* _Extracted entries_

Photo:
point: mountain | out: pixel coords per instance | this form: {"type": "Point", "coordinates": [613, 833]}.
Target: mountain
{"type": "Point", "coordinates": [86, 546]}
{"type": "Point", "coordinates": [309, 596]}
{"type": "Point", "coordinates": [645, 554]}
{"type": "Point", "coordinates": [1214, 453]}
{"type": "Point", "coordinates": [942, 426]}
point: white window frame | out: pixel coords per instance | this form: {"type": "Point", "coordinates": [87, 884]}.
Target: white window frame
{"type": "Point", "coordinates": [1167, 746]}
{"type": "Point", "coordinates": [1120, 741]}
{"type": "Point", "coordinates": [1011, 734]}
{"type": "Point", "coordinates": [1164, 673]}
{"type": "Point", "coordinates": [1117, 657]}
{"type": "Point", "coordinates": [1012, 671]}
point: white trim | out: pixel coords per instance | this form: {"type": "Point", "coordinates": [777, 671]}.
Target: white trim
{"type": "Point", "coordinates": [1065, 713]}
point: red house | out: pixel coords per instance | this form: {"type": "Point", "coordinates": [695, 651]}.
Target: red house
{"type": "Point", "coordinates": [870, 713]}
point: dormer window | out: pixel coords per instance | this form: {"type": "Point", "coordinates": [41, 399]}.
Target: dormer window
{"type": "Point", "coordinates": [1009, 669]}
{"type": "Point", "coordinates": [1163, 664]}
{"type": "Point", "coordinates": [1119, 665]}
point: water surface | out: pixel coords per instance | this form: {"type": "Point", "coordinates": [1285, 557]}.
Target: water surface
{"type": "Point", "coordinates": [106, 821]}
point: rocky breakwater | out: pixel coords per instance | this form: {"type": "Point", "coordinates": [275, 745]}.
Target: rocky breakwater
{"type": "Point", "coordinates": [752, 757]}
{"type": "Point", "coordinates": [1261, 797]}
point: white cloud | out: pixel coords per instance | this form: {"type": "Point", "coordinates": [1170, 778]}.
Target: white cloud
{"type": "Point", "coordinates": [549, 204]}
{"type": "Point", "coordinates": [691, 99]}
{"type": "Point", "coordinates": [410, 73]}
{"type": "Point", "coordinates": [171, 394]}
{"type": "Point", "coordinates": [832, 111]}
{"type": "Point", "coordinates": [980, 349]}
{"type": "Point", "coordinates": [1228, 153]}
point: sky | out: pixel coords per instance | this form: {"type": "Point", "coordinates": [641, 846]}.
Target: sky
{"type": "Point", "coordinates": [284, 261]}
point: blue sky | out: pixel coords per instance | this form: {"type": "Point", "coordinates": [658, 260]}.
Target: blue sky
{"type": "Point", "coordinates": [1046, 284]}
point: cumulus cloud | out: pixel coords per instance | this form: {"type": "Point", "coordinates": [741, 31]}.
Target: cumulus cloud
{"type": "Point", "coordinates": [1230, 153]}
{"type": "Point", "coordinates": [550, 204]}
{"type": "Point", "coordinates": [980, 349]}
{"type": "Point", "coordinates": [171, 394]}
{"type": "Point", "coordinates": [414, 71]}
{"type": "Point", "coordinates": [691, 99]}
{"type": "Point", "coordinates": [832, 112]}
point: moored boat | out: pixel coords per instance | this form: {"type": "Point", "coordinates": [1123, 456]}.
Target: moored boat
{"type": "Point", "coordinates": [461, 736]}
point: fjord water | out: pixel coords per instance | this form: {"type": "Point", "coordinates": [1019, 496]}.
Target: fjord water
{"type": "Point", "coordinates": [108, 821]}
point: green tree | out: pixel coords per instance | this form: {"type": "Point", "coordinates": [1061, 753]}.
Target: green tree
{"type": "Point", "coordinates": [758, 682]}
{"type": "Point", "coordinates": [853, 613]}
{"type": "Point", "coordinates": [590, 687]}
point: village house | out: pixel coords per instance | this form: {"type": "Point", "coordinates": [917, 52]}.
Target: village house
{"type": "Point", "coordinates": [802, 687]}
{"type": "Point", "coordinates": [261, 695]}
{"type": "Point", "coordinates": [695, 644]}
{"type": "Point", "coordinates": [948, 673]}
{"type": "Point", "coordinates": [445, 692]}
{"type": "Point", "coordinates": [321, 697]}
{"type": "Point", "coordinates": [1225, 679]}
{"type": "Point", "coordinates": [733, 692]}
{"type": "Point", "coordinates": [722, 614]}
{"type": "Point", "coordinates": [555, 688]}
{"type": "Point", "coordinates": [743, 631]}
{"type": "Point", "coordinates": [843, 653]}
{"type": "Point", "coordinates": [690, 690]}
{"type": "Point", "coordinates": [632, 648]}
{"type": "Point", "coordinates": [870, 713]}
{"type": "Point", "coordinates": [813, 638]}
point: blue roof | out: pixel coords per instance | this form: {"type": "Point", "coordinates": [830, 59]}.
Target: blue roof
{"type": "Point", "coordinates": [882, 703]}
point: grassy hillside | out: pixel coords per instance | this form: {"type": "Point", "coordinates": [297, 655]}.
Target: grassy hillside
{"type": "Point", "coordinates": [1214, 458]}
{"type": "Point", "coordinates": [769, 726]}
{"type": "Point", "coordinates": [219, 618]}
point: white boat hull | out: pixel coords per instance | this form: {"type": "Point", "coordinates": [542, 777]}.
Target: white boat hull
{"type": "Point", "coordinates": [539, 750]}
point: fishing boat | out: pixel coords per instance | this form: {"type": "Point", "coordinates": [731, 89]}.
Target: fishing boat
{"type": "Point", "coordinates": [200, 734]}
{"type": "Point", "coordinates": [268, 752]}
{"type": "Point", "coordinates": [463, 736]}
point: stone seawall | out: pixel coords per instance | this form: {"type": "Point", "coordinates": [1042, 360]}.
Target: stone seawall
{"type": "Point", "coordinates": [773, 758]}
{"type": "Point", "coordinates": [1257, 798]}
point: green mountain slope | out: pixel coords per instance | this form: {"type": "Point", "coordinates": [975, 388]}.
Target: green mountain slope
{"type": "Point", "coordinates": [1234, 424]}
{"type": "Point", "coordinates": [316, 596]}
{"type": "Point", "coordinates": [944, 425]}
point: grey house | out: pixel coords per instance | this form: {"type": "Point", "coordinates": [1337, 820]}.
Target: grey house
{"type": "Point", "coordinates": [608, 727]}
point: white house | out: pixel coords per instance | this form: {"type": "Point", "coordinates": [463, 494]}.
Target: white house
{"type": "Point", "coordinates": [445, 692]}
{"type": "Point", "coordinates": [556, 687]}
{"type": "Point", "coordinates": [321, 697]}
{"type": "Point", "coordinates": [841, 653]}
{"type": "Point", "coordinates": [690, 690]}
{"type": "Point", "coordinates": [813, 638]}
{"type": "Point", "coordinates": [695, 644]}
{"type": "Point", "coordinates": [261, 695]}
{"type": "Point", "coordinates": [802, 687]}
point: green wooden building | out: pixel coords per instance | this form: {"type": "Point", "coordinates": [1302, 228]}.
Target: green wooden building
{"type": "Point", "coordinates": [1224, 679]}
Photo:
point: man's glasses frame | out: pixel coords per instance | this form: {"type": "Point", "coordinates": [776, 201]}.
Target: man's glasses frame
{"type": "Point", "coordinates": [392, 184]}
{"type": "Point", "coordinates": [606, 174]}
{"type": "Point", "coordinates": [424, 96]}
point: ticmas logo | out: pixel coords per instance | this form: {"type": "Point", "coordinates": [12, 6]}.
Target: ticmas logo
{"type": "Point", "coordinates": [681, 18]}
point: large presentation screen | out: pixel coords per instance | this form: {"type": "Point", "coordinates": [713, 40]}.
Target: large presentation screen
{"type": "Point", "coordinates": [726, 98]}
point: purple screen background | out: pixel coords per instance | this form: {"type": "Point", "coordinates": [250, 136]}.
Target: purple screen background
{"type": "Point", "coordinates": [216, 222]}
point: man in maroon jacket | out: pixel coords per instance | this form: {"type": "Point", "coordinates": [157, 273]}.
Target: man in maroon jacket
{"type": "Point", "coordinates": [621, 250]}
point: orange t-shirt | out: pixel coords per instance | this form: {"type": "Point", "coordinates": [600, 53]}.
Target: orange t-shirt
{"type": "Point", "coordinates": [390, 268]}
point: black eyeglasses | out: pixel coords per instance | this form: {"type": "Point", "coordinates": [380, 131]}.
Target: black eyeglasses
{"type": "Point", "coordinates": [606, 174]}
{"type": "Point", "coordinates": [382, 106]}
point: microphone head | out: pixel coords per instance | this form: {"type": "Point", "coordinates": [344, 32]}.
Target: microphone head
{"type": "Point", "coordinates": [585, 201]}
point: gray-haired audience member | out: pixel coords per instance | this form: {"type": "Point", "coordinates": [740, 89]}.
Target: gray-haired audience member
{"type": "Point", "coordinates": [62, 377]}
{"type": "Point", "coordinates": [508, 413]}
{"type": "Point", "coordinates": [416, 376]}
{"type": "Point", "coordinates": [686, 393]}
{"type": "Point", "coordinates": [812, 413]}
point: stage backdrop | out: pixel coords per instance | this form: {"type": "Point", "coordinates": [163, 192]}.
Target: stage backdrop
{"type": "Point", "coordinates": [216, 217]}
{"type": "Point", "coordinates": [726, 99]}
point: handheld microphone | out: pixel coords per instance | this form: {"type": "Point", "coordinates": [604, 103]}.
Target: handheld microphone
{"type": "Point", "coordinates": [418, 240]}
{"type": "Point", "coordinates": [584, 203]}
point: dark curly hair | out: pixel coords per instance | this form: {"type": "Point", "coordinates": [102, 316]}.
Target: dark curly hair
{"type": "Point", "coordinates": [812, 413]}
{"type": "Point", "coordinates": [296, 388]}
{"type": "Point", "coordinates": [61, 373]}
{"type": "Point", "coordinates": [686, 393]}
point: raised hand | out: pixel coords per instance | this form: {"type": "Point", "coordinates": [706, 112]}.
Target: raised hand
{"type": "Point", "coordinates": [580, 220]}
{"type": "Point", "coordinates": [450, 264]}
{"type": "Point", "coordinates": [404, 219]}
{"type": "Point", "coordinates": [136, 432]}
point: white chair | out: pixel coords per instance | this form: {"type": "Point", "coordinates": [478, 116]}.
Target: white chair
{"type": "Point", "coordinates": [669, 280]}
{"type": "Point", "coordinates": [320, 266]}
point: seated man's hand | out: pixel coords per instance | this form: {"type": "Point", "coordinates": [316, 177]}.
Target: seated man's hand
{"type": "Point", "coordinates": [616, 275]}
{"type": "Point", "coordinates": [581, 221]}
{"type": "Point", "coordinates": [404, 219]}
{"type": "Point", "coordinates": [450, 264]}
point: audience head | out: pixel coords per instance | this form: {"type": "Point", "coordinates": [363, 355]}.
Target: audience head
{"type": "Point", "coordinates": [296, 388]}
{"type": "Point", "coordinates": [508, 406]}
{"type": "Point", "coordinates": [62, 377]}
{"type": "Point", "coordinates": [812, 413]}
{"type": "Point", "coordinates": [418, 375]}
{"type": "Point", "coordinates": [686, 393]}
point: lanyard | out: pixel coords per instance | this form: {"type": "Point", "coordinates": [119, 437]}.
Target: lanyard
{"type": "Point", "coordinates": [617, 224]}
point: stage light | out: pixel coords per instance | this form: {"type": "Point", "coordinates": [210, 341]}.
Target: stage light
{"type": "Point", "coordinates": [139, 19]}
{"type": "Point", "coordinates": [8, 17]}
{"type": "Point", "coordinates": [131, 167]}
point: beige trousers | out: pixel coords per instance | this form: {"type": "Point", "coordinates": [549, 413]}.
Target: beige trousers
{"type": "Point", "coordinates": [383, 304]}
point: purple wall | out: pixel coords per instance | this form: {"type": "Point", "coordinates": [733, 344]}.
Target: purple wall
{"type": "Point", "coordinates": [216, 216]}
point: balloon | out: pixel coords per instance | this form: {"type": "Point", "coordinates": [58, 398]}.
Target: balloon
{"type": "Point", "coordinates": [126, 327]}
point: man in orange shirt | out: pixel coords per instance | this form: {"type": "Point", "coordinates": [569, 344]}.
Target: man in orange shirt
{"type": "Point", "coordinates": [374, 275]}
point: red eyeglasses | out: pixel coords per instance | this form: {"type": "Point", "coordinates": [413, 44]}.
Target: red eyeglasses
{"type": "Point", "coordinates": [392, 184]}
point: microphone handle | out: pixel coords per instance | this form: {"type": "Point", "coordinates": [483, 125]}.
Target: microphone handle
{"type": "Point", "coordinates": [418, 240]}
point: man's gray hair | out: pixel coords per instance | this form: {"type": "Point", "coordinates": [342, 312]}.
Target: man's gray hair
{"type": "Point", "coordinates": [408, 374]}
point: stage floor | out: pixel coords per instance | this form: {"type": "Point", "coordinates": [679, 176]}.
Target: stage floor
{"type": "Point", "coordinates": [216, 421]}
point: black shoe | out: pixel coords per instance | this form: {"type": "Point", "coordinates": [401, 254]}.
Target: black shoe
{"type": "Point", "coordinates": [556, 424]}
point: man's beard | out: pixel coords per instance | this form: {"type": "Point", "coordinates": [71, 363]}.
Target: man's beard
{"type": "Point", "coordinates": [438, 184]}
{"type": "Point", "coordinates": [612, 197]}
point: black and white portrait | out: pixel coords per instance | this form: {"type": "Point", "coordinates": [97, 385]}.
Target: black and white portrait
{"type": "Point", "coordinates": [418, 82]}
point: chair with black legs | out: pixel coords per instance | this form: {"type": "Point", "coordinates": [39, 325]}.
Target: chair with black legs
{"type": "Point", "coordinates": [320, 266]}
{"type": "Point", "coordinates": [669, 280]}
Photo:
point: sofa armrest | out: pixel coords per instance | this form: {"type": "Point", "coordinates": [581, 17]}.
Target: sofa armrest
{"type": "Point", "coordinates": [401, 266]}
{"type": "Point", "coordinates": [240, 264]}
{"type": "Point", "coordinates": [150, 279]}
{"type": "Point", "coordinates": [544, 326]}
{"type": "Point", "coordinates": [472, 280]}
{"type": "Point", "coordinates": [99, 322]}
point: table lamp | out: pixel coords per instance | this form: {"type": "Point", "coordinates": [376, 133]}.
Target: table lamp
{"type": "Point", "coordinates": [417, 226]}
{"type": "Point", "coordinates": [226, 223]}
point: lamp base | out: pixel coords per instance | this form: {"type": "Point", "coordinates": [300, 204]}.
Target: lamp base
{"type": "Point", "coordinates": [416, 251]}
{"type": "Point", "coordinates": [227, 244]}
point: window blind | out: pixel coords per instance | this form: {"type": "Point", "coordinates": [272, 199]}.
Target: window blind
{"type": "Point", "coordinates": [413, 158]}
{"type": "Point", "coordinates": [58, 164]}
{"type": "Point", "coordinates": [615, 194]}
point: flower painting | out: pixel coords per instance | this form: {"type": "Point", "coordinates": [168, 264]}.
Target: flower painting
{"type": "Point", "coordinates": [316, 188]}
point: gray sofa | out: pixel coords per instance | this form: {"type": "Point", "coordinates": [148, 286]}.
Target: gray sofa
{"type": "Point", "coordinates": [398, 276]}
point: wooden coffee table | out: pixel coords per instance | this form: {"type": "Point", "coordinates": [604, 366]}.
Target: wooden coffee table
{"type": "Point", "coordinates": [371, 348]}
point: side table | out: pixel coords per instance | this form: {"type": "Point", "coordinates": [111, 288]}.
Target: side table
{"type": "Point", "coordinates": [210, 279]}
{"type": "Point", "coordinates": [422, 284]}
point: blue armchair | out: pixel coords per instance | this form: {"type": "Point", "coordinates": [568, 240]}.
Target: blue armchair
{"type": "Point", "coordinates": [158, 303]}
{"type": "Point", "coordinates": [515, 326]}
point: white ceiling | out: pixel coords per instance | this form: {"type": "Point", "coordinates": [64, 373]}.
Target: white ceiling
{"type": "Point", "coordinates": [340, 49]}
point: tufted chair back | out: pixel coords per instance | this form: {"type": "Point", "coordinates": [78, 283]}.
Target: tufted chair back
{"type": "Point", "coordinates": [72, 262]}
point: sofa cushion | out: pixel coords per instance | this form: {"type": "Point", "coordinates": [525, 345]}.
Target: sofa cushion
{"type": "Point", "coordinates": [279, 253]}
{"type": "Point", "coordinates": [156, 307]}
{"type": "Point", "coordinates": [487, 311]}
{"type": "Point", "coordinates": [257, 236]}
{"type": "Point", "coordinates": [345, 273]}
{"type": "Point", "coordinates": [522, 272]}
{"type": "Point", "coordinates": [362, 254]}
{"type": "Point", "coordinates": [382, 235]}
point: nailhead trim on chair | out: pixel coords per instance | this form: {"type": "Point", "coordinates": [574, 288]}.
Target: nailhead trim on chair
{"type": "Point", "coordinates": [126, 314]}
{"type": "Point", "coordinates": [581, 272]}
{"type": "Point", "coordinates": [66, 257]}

* _Task_
The output should be exactly the lines above from the line containing "Target: white ceiling" to the line containing "point: sofa cushion", inclusive, with no other lines.

* _Solved problem_
Target: white ceiling
{"type": "Point", "coordinates": [340, 49]}
point: tufted chair back | out: pixel coords per instance | this form: {"type": "Point", "coordinates": [78, 283]}.
Target: tufted chair back
{"type": "Point", "coordinates": [72, 262]}
point: sofa cushion | out: pixel coords per instance | this form: {"type": "Point", "coordinates": [525, 345]}.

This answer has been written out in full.